*Extract provided*
-------

Fundamentals of Programming in SAS. James Blum
Чтение книги онлайн.
Читать онлайн книгу Fundamentals of Programming in SAS - James Blum страница 17
![Fundamentals of Programming in SAS - James Blum Fundamentals of Programming in SAS - James Blum](/cover_pre687444.jpg)
Output 2.3.3: Assigning Formats
State | MortgageStatus | MortgagePayment | Value of Home | METRO |
South Carolina | Y | $200 | $32,500 | 4 |
North Carolina | N | $0 | $5,000 | 1 |
South Carolina | Y | $360 | $75,000 | 4 |
South Carolina | Y | $430 | $22,500 | 3 |
North Carolina | Y | $450 | $65,000 | 4 |
2.3.2 PROC SORT and BY-Group Processing
Rows in a data set can be reordered using the SORT procedure to sort the data on the values of one or more variables in ascending or descending order. Program 2.3.4 sorts the BookData.Ipums2005Mini data set by the HomeValue variable.
Program 2.3.4: Sorting Data with the SORT Procedure
proc sort data=bookdata.ipums2005mini out=work.sorted;
by HomeValue;
run;
proc print data=work.sorted(obs=5) noobs label;
var state MortgageStatus MortgagePayment HomeValue Metro;
label HomeValue=’Value of Home’ state=’State’;
format HomeValue MortgagePayment dollar9. MortgageStatus $1.;
run;
The default behavior of the SORT procedure is to replace the input data set, specified in the DATA= option, with the sorted data set. To create a new data set from the sorted observations, use the OUT= option.

-------

According to the SAS extract, what does the SORT procedure do with the input data set by default? The lines after this point are separate material, not part of the SAS extract.

*Data provided*
-------

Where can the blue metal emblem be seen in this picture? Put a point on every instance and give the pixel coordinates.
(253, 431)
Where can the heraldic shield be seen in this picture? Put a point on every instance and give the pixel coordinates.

-------

*Answer for the task*
It replaces the input data set named in the DATA= option with the sorted data set.